▶ _Excerpted passage_
────────────────────────────────────────

According to U.S. Geological Survey maps, Oregon has 36 named glaciers. However, these maps are rarely updated and largely rely on photographic surveys from the 1950's. Depending on when a photograph was taken, it can be difficult to distinguish between a snowfield and a glacier. Consequently, it is unknown how many glaciers exist in Oregon. However, OGI has now conducted the first comprehensive survey of glaciers in Oregon both for the glaciers that existed in the 1950s and at present. The census information is provided below by each glaciated summit while the methods are described in "What is a glacier?".

────────────────────────────────────────

▶ _Record excerpts_
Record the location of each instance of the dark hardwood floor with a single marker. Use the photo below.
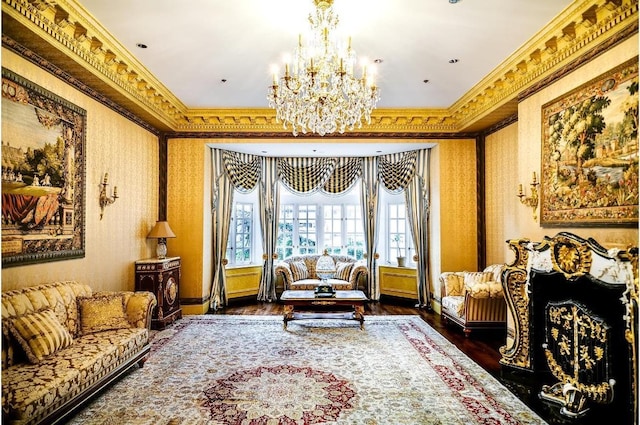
(482, 346)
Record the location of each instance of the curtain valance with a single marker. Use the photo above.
(397, 170)
(344, 176)
(305, 175)
(244, 170)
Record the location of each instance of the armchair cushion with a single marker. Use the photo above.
(102, 313)
(454, 303)
(40, 334)
(452, 283)
(343, 270)
(482, 285)
(299, 270)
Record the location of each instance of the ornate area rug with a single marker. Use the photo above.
(221, 369)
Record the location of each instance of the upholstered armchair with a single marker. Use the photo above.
(474, 300)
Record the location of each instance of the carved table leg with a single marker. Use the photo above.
(288, 315)
(359, 315)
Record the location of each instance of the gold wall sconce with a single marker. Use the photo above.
(104, 198)
(531, 201)
(161, 231)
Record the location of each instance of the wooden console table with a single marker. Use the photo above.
(295, 302)
(162, 277)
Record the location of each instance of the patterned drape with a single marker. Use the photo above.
(269, 198)
(417, 200)
(397, 170)
(345, 174)
(407, 171)
(244, 170)
(369, 200)
(305, 175)
(221, 204)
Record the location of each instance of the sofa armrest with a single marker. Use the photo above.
(358, 269)
(283, 269)
(451, 284)
(139, 306)
(485, 290)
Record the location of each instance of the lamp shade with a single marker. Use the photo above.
(161, 230)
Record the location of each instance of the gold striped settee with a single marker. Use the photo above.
(474, 300)
(62, 343)
(299, 272)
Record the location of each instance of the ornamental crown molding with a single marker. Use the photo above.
(81, 41)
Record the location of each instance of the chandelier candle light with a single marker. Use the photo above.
(319, 91)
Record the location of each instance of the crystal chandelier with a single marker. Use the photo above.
(319, 91)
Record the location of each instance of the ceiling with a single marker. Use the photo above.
(218, 54)
(212, 55)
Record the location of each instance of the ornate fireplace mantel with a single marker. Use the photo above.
(572, 310)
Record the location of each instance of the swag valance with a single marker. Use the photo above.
(400, 172)
(328, 175)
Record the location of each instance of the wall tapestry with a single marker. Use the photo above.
(590, 153)
(43, 169)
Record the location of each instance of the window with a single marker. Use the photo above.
(310, 224)
(354, 231)
(240, 242)
(307, 226)
(398, 237)
(332, 225)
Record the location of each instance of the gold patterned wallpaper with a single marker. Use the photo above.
(514, 153)
(130, 155)
(189, 212)
(501, 204)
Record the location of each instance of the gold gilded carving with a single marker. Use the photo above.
(109, 57)
(569, 32)
(570, 257)
(590, 17)
(551, 45)
(578, 343)
(518, 246)
(514, 285)
(61, 17)
(96, 45)
(79, 33)
(40, 5)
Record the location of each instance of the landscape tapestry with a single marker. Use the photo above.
(43, 139)
(590, 153)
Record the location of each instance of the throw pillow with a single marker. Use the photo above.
(102, 313)
(40, 334)
(299, 270)
(475, 282)
(343, 270)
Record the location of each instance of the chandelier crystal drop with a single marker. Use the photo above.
(319, 91)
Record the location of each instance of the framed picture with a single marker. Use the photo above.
(43, 174)
(590, 153)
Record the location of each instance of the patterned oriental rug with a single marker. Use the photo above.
(221, 369)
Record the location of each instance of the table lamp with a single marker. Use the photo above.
(161, 231)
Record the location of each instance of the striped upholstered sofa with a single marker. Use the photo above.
(62, 343)
(474, 300)
(299, 272)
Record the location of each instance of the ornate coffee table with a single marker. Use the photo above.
(296, 302)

────────────────────────────────────────

▶ _Tasks and exercises_
a) How many named glaciers do U.S. Geological Survey maps show in Oregon, according to the passage on Oregon's glaciers?
b) Write what follows in the passage on Oregon's glaciers, continuing after its final sentence.

▶ _Outputs_
a) 36

b)
Based on the U.S.G.S. mapping, glaciers are found in the following mountain regions: 

Mt. Hood

Mt. Jefferson

North Sister

Middle Sister

South Sister

Broken Top

Mt. Thielsen

Wallowa Mountains

However, there is evidence that in the recent past that glaciers also existed on:

Three Fingered Jack

Mt. Bachelor

Diamond Peak

Mt. McLoughlin

The next line of inquiry is to determine the number of glaciers in Oregon at the height of the Little Ice Age that ended in about 1850. How many glaciers disappeared over the next 100 years? What was the climate change that drove this retreat?

 

During ice ages, the last of which reached its peak 20,000 year ago, Oregon glaciers coalesced into an ice cap that covered much of the Cascades. However, the actual dimensions of this ice cap are poorly to not constrained. Similarly, glaciers in the Wallowa Mountains expanded, filling all the valleys of the range. Glaciers also grew in the Strawberry and Blue Mountains as well as in the Steens Mountains. Basically, Oregon used to be a much more icy place.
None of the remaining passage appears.